Direction> Arrange every line of the records below as a Markdown table with the columns "Number" and "Entry," numbering the rows in order and omitting blank lines. Leave the pictures out of the table.

Source records>
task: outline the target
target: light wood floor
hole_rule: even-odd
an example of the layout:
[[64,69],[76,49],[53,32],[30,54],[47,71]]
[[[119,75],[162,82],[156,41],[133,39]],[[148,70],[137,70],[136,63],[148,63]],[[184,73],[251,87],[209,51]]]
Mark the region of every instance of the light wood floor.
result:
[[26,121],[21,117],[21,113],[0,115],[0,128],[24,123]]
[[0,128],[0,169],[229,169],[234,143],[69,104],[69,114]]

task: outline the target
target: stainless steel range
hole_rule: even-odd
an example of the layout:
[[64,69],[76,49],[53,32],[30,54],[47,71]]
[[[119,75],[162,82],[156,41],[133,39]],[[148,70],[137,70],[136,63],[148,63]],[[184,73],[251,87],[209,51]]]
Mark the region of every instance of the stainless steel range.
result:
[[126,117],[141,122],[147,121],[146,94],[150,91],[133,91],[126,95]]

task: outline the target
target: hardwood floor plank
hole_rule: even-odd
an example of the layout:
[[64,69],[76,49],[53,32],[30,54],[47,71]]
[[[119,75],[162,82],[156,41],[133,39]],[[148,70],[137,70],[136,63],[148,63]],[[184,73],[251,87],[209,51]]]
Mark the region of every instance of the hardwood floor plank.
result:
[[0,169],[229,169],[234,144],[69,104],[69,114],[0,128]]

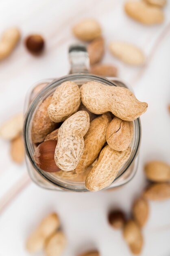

Solution below>
| Number | Entry |
|---|---|
| 1 | task: outline the target |
| 2 | target: light wood floor |
| 3 | hole_rule: even-odd |
| 4 | an example of the layout: |
| 5 | [[64,69],[76,49],[53,32],[30,54],[47,71]] |
| 6 | [[[119,75],[162,82],[156,41],[133,39]],[[148,70],[137,70],[136,63],[148,63]],[[184,73],[251,87],[209,51]]] |
| 7 | Mark the region of every instance of the light wood floor. |
| 8 | result: |
| 9 | [[26,121],[21,117],[21,113],[0,115],[0,128],[24,123]] |
| 10 | [[0,128],[0,169],[229,169],[234,143],[69,104],[69,114]] |
| 11 | task: outline the target |
| 12 | target: stainless steel range |
| 13 | hole_rule: even-odd |
| 14 | an example of the layout: |
| 15 | [[64,69],[76,49],[53,32],[30,54],[47,71]] |
| 16 | [[[119,75],[162,82],[156,41],[133,39]],[[148,70],[137,70],[136,63],[148,63]],[[184,73],[251,87],[209,51]]] |
| 17 | Mark the region of every instance of the stainless steel range. |
| 18 | result: |
| 19 | [[126,117],[141,122],[147,121],[146,94],[150,91],[133,91],[126,95]] |
| 20 | task: outline the target |
| 21 | target: hardwood floor plank |
| 22 | hole_rule: even-odd |
| 23 | an example of the layout: |
| 24 | [[64,69],[76,49],[53,32],[30,54],[47,71]] |
| 25 | [[[119,75],[162,82],[156,41],[133,39]],[[148,70],[137,70],[136,63],[148,63]],[[184,73],[251,87],[209,51]]] |
| 26 | Mark the region of every instance of the hardwood floor plank. |
| 27 | result: |
| 28 | [[0,169],[229,169],[234,144],[69,104],[69,114],[0,128]] |